Referring expression pointing data
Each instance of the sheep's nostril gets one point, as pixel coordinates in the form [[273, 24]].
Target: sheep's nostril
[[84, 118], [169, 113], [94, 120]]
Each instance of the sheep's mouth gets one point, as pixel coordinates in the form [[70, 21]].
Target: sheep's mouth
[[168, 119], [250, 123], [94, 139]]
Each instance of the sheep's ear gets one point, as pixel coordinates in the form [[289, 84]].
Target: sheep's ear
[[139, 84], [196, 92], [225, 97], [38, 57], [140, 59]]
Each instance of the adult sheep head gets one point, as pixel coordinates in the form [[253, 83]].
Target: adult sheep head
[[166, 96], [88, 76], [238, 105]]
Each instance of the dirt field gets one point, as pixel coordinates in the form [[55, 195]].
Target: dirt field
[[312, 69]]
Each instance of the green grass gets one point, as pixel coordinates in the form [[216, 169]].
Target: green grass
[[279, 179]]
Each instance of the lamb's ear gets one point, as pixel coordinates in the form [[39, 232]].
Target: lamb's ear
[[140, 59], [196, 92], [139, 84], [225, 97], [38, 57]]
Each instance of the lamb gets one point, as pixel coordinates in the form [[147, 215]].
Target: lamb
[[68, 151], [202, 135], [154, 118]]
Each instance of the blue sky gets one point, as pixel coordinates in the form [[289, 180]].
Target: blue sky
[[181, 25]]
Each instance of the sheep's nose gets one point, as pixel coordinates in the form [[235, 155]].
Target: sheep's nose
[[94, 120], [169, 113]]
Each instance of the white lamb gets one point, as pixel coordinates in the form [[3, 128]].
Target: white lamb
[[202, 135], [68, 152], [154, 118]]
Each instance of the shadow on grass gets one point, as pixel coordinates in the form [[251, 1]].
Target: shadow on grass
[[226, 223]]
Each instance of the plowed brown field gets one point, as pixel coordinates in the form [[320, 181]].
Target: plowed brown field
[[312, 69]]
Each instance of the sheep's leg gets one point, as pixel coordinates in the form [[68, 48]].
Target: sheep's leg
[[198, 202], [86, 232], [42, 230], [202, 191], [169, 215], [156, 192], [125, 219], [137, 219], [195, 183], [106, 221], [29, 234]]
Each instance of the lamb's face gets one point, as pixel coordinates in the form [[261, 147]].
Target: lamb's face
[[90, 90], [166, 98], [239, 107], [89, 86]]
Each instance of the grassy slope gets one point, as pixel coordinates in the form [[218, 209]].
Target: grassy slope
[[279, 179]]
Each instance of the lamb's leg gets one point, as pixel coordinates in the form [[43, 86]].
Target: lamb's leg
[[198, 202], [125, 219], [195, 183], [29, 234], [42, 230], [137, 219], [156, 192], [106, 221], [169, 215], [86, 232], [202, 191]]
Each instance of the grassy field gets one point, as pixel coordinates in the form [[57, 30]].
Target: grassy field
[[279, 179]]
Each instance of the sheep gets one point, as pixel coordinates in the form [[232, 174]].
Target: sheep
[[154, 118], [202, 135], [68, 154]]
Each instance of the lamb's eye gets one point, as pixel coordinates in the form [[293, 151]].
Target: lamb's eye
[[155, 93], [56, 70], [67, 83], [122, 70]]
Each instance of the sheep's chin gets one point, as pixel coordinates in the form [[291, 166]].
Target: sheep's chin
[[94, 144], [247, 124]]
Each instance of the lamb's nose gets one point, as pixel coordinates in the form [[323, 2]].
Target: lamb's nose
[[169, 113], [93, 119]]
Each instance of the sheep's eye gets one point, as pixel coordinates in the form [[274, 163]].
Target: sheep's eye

What to do: All of the data above must be set down again exactly.

Solution for this problem:
Each instance of the sheep's nostril gets one point, as pixel coordinates in the form [[273, 24]].
Target: sheep's nostril
[[84, 118], [169, 113], [94, 120]]
Each instance of the sheep's mouth gets one point, as pixel coordinates in the form [[70, 21]].
Target: sheep's mouth
[[168, 119], [250, 123], [94, 139]]
Each instance of the sheep's ear gets one point, as pixel coordinates in the form [[289, 84]].
Target: sheep's ear
[[139, 84], [196, 92], [225, 97], [38, 57], [140, 59]]
Each instance of the adult sheep head gets one point, as pixel coordinates in the form [[253, 83]].
Target: adult sheep head
[[166, 96], [88, 76], [238, 105]]
Each instance of the dirt field gets one point, as pixel coordinates in the form [[55, 195]].
Target: dirt field
[[312, 69]]
Each instance of the green grass gets one point, as pixel coordinates in the form [[216, 169]].
Target: green grass
[[279, 179]]
Each instance of the lamb's ear gets one point, as pixel coordinates in the form [[39, 232]].
Target: lamb's ear
[[140, 59], [196, 92], [139, 84], [225, 97], [38, 57]]
Each instance of the lamb gets one point, as pixel coordinates in the form [[147, 215]].
Target: lamb
[[68, 151], [202, 135], [154, 118]]
Each instance of the blue sky gets one point, as pixel coordinates in the form [[289, 180]].
Target: blue sky
[[181, 25]]
Each instance of the sheep's nose gets one point, as pixel coordinates in the form [[235, 155]].
Target: sheep's nose
[[94, 120], [169, 113]]
Each instance of the white lamb gets one point, as pixel coordinates in the form [[3, 128]].
Target: white lamb
[[202, 135], [68, 152], [154, 118]]
Each instance of the shadow on grass gets one point, as pixel coordinates in the form [[251, 1]].
Target: shadow on grass
[[226, 223]]
Each instance of the plowed brown field gets one point, as pixel coordinates in the form [[320, 181]].
Target: plowed brown field
[[312, 69]]
Each instance of the sheep's leg gets one point, as pixel coordinates in the form [[68, 48]].
Target: sheep's leg
[[198, 202], [86, 232], [42, 230], [202, 191], [169, 215], [156, 192], [125, 219], [137, 219], [195, 183], [106, 221], [29, 234]]
Each instance of the lamb's face gets one point, as pixel coordinates in the form [[261, 147]].
Target: lamb's face
[[90, 90], [166, 98], [239, 107], [89, 86]]
Each instance of the grassy slope gets one point, as pixel coordinates in the form [[218, 209]].
Target: grassy slope
[[279, 179]]
Each instance of the lamb's leg gets one point, as pixel coordinates in the form [[43, 86]].
Target: lamb's leg
[[198, 202], [125, 219], [195, 183], [29, 234], [42, 230], [137, 219], [156, 192], [106, 221], [169, 215], [86, 232], [202, 191]]
Each instance of the grassy field gets one point, as pixel coordinates in the form [[57, 30]].
Target: grassy field
[[279, 179]]
Each instance of the sheep gets one point, as pixel coordinates in the form [[232, 174]].
Target: sheep
[[154, 118], [202, 135], [68, 154]]
Each instance of the lamb's eye gets one point, as pixel coordinates in the form [[293, 151]].
Target: lamb's eye
[[155, 93], [56, 70], [67, 83], [122, 70]]
Each instance of the sheep's chin gets one point, as pixel coordinates in the form [[291, 166]].
Target: sheep's chin
[[94, 144], [247, 124]]
Each instance of the lamb's nose gets one point, as pixel coordinates in the form [[323, 2]].
Target: lamb's nose
[[169, 113], [93, 119]]
Each instance of the sheep's eye gets one point, as pixel coordinates in the form [[274, 163]].
Target: sheep's eye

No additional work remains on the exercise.